## [GIVEN INSTRUCTION]
Pick out each line of the data below that contains the word "shirt" and copy those lines.

## [EXTRACTED ENTRIES]
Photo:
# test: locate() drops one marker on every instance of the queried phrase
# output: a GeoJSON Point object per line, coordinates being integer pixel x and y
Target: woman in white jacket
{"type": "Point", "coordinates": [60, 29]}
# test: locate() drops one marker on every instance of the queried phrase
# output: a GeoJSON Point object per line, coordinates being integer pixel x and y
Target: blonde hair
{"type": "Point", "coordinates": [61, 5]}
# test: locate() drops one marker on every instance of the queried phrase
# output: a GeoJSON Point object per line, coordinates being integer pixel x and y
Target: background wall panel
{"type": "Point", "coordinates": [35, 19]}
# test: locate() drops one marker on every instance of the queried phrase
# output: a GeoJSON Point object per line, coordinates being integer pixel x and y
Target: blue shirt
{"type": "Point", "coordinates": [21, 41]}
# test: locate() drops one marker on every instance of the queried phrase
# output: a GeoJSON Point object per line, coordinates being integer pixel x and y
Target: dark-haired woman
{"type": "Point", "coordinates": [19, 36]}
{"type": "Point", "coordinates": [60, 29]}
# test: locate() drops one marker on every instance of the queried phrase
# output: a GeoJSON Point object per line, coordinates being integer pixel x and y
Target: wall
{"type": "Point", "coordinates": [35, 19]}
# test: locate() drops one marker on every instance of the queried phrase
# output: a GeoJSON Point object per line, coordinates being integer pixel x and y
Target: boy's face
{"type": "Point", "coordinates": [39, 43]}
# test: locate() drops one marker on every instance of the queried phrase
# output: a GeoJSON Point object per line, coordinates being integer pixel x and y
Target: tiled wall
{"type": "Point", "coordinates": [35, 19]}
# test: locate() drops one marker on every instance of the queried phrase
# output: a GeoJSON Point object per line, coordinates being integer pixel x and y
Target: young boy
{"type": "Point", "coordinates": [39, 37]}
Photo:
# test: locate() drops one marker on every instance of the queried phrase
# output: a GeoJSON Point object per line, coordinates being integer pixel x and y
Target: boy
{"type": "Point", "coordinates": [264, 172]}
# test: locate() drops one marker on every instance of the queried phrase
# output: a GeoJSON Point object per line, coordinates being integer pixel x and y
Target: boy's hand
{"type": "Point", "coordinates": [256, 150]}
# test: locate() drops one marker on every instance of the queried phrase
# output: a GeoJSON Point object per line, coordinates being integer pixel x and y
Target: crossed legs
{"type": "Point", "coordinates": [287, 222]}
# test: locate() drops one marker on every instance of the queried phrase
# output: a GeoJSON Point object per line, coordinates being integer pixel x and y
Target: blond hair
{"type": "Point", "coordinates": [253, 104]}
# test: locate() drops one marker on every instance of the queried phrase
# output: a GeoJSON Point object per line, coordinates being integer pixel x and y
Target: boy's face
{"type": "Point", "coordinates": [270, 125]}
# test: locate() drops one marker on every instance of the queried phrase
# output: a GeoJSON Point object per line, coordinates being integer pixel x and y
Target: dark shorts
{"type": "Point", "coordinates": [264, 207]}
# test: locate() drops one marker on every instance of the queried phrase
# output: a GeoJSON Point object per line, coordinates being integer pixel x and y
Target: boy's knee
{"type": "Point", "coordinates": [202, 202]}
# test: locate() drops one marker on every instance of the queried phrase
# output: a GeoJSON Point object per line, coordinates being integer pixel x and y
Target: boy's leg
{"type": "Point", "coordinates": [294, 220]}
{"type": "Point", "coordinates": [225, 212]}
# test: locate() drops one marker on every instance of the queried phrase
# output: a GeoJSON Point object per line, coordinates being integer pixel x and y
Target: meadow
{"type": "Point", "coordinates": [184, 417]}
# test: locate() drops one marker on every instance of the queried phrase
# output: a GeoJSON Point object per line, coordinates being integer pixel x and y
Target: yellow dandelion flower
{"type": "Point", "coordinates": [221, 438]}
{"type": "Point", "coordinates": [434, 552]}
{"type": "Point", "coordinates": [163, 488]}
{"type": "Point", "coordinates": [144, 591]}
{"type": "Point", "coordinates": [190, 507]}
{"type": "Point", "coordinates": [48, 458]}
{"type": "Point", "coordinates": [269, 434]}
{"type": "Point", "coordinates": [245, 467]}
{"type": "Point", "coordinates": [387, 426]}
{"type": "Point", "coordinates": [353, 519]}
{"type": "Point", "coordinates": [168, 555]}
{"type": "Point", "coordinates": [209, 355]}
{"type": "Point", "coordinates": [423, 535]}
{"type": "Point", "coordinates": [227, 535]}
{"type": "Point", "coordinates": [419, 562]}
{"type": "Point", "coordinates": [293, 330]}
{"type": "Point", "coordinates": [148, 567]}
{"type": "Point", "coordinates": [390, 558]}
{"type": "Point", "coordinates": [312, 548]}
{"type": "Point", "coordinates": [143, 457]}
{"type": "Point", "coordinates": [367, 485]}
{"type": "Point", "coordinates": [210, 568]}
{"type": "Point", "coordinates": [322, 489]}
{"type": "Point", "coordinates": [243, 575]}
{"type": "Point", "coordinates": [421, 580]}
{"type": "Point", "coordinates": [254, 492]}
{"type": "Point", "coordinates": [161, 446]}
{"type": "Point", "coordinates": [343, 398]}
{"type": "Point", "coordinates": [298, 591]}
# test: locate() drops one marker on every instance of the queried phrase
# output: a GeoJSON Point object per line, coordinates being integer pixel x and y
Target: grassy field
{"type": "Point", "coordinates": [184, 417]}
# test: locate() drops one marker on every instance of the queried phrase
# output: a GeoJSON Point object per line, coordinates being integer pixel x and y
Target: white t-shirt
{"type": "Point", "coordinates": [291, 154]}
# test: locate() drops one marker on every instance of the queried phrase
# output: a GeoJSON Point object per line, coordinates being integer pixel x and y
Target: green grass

## [OUTPUT OF THE EXERCISE]
Target: blue shirt
Target: white t-shirt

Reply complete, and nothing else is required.